_REQUIRED WORK_: Locate each line in the data below that contains the word "instance" and copy those lines out in full.
--- begin MATERIAL FOR THE TASK ---
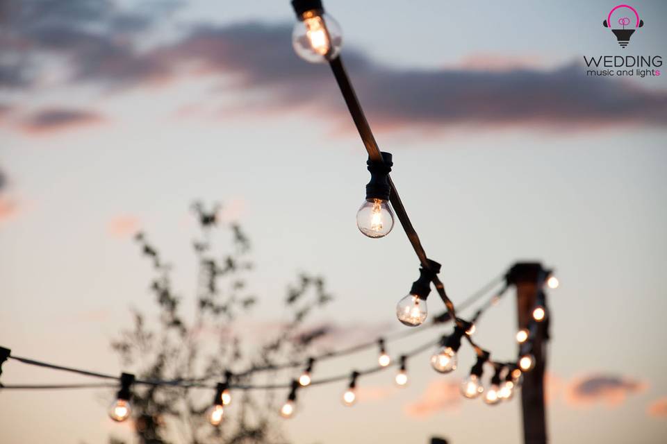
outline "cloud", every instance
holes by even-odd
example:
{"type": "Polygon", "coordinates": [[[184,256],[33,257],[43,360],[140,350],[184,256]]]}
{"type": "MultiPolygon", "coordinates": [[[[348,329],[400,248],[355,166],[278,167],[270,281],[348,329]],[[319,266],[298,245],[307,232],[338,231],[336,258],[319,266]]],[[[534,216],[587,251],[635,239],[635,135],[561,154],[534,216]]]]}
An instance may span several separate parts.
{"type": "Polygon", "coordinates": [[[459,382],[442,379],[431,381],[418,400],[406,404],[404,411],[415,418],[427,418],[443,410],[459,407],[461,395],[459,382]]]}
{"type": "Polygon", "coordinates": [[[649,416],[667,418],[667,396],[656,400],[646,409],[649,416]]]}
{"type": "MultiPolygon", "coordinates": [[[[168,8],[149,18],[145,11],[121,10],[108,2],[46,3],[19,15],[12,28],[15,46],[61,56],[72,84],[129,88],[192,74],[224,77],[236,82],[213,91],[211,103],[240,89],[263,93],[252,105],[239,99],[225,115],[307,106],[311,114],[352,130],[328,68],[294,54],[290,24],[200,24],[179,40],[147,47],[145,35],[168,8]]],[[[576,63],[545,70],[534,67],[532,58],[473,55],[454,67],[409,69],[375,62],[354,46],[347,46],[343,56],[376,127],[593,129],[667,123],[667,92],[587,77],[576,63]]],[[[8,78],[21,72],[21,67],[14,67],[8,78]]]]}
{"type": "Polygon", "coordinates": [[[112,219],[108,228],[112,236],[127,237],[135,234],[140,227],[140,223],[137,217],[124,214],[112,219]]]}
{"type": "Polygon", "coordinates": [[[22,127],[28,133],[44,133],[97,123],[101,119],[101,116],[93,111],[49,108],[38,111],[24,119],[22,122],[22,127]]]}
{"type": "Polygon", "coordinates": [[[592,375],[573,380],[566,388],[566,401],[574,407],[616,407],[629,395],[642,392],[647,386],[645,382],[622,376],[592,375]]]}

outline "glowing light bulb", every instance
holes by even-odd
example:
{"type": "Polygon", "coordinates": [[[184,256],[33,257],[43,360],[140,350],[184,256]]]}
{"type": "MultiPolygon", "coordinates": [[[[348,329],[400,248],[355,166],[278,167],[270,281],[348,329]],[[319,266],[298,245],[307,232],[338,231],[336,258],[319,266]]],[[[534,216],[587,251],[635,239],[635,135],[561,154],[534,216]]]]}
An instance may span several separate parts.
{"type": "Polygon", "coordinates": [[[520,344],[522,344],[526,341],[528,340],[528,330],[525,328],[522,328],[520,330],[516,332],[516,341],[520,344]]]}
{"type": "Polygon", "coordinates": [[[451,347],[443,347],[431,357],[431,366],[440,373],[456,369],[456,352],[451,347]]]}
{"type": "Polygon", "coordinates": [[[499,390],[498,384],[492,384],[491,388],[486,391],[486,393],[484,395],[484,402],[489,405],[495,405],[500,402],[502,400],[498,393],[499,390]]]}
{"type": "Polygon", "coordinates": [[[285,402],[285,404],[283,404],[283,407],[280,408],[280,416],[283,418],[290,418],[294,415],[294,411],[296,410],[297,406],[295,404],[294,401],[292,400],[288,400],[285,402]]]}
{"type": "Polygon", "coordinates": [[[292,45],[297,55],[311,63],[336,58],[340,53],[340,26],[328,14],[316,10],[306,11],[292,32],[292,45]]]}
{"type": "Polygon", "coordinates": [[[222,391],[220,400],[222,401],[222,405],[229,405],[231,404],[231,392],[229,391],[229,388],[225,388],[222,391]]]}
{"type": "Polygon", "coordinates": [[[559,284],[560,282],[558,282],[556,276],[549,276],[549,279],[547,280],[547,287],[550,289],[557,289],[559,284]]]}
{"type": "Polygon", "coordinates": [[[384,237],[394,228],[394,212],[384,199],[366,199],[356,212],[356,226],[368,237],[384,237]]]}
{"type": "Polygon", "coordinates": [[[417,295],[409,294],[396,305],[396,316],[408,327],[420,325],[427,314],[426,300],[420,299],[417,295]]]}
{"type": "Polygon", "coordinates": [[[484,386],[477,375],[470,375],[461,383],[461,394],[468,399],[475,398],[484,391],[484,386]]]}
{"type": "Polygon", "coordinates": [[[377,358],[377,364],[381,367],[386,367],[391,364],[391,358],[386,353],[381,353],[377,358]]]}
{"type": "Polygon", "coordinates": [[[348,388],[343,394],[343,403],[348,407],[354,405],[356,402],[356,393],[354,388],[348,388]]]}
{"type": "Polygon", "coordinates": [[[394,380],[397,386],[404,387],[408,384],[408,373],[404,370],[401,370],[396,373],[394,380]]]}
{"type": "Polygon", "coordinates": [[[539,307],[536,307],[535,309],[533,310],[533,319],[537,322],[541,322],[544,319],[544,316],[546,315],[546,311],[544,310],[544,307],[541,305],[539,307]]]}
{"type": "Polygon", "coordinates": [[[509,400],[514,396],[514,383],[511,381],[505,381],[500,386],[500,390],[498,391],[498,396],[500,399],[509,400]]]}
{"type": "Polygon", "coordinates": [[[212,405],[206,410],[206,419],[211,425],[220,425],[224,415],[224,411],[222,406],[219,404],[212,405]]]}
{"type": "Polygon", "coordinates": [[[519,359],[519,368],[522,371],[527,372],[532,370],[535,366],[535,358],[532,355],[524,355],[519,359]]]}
--- end MATERIAL FOR THE TASK ---
_SOLUTION FOR THIS EXERCISE_:
outline "cloud", every instance
An instance may span several separate parts.
outline "glowing light bulb", every instance
An instance may span several separate parts.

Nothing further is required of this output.